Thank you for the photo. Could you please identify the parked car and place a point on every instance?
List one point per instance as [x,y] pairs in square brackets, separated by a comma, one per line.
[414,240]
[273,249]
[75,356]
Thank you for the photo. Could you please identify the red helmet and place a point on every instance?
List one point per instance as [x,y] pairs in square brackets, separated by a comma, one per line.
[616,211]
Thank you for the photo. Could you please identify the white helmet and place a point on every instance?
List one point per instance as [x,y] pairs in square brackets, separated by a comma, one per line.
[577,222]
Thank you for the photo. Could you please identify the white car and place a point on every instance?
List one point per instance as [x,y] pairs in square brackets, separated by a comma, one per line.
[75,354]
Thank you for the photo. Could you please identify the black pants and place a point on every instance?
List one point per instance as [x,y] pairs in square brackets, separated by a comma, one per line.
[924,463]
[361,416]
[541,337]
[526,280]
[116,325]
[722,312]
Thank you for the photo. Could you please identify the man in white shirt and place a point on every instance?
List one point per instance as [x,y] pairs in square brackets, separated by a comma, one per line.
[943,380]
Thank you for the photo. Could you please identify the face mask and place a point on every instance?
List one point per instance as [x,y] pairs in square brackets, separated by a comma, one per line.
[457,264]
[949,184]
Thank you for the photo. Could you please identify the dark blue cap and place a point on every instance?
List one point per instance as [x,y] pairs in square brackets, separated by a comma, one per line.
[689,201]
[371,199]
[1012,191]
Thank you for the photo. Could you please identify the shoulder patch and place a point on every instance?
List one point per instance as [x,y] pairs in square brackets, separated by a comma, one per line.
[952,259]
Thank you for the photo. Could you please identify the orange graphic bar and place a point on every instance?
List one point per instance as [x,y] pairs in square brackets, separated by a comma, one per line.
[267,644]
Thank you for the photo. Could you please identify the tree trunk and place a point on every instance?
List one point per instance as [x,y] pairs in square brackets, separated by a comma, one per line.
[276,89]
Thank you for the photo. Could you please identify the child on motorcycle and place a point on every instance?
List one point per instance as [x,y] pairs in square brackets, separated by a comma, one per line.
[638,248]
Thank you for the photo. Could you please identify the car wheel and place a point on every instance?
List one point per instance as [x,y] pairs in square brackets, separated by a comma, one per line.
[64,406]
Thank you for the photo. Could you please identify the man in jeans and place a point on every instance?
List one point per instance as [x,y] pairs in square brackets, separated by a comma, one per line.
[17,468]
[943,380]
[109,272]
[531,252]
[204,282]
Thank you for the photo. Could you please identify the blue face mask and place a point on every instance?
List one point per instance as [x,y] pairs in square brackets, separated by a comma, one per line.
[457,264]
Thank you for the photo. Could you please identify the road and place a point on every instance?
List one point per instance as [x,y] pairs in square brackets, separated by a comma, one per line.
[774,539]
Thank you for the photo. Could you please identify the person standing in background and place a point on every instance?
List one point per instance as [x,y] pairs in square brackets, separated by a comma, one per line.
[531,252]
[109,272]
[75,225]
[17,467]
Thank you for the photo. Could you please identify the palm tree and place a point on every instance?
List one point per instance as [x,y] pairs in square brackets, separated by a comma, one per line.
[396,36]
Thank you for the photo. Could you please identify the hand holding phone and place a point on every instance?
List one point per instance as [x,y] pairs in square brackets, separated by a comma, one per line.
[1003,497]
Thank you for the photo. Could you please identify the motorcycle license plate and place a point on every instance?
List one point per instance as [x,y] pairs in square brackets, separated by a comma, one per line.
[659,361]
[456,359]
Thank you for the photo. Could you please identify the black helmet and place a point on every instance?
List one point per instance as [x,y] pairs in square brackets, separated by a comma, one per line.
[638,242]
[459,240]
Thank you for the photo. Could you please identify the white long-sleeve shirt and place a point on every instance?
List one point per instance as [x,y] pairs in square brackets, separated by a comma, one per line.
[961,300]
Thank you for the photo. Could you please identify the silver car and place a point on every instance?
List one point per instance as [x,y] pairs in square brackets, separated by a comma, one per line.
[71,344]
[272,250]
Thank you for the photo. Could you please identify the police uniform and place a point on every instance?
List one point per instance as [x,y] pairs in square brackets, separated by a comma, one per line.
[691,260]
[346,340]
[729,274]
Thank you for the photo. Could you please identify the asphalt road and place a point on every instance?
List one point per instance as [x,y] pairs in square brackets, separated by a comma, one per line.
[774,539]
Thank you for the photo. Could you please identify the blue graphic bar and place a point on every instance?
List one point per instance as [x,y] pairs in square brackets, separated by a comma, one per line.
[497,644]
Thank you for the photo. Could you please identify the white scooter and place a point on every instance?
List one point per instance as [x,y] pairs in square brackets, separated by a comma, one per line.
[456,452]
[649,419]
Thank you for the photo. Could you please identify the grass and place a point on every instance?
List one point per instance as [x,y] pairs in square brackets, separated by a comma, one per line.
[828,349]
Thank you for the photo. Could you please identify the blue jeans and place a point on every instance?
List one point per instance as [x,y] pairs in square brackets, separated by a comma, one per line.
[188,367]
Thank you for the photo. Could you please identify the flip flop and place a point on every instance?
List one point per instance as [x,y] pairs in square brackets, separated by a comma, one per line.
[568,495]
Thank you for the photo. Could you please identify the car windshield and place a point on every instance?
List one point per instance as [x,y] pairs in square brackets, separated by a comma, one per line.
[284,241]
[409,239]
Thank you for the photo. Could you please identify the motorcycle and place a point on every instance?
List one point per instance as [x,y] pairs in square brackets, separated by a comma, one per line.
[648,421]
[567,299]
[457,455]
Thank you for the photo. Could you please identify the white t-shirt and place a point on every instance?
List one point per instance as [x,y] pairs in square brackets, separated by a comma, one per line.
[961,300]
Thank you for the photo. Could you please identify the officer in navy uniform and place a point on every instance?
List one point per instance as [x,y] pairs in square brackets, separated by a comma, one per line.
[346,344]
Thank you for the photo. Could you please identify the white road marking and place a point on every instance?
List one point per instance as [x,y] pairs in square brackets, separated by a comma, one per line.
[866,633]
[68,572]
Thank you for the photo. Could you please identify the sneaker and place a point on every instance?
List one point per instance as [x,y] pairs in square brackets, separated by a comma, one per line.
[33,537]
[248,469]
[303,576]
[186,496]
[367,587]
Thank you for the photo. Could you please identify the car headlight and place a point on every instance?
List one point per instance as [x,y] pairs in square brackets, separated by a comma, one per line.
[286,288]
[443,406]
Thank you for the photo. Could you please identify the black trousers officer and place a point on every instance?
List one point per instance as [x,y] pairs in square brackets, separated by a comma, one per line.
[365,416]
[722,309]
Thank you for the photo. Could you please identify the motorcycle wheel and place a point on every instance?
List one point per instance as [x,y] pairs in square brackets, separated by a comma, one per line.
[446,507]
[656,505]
··········
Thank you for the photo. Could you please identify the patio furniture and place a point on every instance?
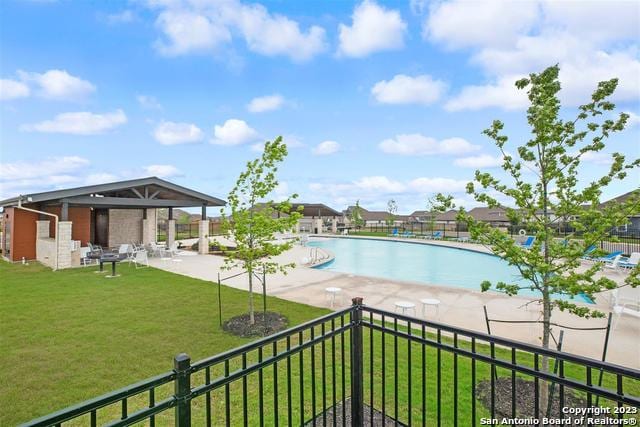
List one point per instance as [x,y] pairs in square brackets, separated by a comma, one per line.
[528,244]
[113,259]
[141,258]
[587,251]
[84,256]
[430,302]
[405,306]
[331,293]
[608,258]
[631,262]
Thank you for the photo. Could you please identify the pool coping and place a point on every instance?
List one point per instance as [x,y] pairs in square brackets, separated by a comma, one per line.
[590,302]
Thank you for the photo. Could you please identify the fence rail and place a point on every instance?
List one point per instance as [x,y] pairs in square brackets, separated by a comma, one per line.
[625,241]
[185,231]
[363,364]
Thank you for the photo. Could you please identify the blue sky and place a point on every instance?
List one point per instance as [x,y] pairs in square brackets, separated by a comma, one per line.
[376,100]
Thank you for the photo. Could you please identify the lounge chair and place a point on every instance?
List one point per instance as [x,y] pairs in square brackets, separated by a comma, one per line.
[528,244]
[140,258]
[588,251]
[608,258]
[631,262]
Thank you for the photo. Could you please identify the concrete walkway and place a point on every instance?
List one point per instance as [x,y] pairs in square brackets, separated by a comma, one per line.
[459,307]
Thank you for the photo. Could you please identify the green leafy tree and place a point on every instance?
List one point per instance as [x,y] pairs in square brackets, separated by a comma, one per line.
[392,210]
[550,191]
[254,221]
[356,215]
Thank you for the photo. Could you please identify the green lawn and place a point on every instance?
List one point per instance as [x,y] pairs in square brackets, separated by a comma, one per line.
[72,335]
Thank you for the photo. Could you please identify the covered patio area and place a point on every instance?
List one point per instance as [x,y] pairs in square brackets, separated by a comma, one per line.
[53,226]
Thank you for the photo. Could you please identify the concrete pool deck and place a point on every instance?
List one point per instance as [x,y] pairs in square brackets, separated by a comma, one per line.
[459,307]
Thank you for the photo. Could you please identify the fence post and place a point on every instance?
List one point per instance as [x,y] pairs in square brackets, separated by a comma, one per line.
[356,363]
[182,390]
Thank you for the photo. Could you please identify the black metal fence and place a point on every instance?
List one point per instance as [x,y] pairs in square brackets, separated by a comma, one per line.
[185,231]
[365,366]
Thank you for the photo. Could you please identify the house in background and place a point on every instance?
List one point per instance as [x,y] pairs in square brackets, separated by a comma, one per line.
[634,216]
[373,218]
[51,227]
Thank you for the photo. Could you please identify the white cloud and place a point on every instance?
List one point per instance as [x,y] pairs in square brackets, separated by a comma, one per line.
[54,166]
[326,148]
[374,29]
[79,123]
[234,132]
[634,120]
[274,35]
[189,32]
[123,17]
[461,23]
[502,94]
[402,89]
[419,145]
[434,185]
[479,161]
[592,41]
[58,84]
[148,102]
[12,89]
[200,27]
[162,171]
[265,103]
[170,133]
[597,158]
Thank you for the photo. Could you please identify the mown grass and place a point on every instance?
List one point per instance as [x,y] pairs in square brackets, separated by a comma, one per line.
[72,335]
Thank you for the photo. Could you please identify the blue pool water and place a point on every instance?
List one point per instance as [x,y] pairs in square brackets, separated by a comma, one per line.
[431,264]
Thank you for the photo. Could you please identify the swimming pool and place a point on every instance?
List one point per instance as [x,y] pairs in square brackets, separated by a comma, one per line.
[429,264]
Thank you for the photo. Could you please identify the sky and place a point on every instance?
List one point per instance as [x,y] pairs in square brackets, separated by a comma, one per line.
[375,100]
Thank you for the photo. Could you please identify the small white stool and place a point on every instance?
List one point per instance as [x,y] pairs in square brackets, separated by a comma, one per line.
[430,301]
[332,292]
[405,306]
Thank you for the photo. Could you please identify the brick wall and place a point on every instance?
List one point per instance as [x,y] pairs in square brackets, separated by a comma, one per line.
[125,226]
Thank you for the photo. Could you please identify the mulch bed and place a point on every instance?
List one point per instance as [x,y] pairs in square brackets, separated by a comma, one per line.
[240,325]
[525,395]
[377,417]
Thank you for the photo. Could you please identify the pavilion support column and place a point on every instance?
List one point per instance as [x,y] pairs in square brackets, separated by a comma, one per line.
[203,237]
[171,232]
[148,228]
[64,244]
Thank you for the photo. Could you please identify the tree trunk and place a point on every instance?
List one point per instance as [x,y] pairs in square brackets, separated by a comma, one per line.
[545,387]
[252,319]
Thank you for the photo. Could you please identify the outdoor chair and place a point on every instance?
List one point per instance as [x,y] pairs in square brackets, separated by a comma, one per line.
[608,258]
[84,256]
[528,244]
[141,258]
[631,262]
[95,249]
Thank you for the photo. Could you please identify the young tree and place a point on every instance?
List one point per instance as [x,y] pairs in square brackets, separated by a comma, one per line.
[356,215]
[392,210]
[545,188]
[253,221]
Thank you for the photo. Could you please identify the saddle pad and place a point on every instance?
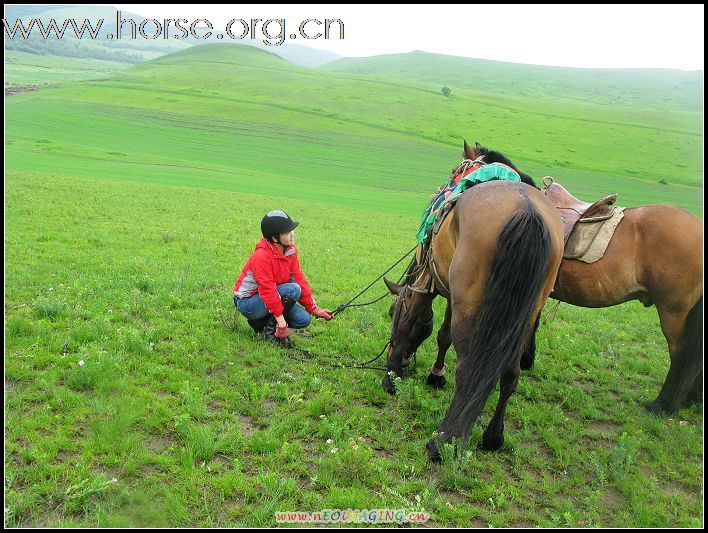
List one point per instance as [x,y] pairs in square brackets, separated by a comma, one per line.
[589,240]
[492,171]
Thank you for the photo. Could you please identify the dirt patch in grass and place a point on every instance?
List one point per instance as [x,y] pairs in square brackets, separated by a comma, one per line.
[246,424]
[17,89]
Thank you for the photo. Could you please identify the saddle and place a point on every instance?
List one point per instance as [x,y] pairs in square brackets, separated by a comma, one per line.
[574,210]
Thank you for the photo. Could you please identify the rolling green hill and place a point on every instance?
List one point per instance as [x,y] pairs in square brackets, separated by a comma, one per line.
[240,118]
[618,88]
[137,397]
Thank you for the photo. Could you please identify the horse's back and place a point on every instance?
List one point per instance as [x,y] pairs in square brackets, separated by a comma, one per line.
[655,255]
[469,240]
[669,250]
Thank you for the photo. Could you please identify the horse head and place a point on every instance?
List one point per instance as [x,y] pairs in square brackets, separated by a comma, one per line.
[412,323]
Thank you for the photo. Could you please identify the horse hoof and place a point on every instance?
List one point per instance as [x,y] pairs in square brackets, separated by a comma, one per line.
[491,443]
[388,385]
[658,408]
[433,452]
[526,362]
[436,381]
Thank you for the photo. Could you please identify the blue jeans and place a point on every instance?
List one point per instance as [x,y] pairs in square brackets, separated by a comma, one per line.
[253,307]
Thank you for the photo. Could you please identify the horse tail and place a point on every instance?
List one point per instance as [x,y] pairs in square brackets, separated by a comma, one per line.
··········
-- PROBLEM DETAILS --
Find every row above that contains the word "road" and copy each one in full. Case matters.

-- EXERCISE SOLUTION --
Thank you for the photo. Could you please identify the road and place a point on every instance?
Thank you for the photo. Could you please identify the asphalt road and place a point on every instance?
Thank you for the photo. Could you please identify the white road marking and place a point on every instance?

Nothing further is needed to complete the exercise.